[What to produce]
What is needed is every line, exactly as given, from the line containing "Target: island cabinet door" through the end of the data below.
─── Data listing ───
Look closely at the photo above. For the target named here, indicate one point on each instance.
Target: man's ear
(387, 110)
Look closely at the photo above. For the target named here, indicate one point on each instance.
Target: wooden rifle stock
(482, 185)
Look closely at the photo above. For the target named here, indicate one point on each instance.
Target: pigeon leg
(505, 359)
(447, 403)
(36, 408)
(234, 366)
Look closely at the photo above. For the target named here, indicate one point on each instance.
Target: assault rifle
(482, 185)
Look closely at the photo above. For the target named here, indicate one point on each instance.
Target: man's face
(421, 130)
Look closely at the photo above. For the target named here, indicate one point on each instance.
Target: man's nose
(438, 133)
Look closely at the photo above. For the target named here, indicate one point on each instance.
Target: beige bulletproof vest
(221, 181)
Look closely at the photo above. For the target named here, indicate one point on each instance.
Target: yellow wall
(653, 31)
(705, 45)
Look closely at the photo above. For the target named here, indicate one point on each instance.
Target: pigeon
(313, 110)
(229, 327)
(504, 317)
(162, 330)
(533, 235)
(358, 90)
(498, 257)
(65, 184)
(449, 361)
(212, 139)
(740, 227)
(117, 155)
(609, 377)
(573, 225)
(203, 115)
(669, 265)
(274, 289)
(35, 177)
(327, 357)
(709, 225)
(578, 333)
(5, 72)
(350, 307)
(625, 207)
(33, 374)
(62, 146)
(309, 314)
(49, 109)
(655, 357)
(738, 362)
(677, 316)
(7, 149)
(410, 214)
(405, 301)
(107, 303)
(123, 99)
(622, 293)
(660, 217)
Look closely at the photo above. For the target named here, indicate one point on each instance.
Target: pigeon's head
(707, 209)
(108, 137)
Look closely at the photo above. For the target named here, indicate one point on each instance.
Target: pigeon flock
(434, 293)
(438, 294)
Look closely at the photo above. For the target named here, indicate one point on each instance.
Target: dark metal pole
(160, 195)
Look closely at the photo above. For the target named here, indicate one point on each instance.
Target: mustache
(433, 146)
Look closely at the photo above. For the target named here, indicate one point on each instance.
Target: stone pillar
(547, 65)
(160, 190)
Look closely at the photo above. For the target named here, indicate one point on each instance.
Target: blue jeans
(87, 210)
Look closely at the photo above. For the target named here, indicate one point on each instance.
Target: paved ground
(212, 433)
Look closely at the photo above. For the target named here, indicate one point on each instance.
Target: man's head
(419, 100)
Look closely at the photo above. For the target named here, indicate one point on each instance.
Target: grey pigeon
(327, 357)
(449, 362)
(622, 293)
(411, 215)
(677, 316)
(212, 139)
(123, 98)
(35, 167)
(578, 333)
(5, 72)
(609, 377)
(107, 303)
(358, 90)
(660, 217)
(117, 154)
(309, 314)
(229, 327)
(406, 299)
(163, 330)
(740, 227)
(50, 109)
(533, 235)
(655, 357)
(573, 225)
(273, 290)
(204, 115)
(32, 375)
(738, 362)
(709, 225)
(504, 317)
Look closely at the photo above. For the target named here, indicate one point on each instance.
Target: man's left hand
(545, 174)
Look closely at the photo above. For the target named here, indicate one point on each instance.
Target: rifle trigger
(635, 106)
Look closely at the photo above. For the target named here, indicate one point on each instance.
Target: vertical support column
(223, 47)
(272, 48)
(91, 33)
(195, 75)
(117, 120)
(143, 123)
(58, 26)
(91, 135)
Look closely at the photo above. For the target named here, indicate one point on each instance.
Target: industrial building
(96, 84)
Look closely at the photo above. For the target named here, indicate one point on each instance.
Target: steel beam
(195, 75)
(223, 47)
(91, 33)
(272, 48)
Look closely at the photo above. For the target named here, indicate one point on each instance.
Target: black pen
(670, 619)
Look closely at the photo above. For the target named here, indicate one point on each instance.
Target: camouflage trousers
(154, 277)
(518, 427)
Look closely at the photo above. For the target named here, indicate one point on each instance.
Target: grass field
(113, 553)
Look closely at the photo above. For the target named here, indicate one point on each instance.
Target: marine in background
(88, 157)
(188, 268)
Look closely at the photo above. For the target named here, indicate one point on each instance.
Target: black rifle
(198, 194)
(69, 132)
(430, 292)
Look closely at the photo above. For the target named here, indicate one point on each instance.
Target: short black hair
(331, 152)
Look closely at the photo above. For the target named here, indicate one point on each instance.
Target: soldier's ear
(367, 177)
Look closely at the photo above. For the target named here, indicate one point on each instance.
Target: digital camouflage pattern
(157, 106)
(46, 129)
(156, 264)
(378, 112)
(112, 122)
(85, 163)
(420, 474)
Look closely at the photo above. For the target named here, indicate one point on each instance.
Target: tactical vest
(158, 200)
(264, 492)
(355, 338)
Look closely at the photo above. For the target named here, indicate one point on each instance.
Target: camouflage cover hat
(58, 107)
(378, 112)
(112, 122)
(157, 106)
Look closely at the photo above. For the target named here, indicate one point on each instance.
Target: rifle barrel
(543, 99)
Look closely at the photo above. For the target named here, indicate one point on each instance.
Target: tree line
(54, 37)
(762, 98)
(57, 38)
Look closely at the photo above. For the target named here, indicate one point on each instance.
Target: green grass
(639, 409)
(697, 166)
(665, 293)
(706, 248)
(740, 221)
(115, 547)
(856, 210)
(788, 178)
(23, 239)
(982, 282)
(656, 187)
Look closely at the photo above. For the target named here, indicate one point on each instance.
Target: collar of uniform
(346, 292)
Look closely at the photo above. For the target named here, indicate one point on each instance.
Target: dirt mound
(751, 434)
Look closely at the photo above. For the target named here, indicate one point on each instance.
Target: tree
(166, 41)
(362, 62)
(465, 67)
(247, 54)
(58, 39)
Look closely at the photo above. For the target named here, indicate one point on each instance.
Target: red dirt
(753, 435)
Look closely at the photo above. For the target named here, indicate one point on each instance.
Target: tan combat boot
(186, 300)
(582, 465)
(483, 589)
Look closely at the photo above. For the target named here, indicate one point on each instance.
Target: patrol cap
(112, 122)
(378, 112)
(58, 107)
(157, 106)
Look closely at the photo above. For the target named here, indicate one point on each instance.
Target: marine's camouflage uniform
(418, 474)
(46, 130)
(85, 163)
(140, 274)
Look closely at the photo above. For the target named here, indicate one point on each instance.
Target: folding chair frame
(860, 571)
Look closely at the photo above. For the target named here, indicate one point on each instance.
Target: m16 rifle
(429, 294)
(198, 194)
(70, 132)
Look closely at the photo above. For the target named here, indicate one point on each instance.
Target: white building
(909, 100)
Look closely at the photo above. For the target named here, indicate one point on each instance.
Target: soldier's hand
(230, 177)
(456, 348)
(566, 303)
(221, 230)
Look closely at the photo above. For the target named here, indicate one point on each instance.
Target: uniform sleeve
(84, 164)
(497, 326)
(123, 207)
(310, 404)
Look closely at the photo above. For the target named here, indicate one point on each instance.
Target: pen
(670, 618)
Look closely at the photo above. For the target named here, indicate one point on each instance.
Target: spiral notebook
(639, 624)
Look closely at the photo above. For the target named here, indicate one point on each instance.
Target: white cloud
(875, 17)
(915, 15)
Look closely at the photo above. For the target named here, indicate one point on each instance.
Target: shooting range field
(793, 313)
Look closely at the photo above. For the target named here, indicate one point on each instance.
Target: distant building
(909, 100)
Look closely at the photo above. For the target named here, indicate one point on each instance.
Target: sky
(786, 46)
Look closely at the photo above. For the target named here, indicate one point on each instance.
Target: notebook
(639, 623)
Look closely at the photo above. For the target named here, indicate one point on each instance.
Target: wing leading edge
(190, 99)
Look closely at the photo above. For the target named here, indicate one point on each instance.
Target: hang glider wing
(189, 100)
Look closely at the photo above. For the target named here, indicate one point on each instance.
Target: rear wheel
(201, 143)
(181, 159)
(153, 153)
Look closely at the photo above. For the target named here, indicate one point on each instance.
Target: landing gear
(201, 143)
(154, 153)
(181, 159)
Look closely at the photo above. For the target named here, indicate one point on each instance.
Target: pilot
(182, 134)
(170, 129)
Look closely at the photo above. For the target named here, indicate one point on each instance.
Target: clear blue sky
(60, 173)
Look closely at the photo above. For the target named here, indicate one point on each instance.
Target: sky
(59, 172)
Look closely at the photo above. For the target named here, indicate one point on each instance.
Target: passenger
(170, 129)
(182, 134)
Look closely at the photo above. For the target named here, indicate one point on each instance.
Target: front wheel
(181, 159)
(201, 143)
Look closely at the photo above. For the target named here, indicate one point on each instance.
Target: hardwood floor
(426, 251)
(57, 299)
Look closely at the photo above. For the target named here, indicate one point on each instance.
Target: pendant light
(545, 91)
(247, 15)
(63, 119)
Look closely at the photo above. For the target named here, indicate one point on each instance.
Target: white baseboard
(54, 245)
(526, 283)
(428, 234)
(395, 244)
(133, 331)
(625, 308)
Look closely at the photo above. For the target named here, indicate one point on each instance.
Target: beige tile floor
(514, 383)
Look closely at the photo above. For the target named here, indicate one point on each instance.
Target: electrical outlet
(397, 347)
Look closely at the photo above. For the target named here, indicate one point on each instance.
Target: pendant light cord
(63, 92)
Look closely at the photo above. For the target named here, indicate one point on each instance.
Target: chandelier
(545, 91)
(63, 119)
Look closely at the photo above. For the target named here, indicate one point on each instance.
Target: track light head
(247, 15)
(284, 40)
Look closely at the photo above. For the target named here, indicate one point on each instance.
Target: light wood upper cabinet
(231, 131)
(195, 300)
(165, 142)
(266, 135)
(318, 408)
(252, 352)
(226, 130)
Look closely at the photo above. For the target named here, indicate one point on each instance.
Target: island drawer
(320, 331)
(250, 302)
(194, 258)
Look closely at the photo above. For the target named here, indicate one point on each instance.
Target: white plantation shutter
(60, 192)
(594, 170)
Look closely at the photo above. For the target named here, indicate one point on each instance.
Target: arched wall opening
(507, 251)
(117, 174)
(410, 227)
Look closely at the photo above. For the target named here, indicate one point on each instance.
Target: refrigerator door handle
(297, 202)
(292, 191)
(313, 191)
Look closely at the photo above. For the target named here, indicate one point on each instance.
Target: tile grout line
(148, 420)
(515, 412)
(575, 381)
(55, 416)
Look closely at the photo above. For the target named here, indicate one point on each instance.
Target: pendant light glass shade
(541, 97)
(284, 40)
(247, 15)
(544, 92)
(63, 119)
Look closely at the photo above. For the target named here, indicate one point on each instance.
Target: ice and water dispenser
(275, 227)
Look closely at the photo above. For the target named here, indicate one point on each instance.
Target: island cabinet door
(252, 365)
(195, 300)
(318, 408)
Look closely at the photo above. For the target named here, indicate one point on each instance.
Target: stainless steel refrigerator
───
[The answer]
Target: island cabinet door
(252, 365)
(195, 300)
(318, 408)
Look closely at the photo above. For the target named here, indicate one point on each instance.
Target: stainless steel refrigerator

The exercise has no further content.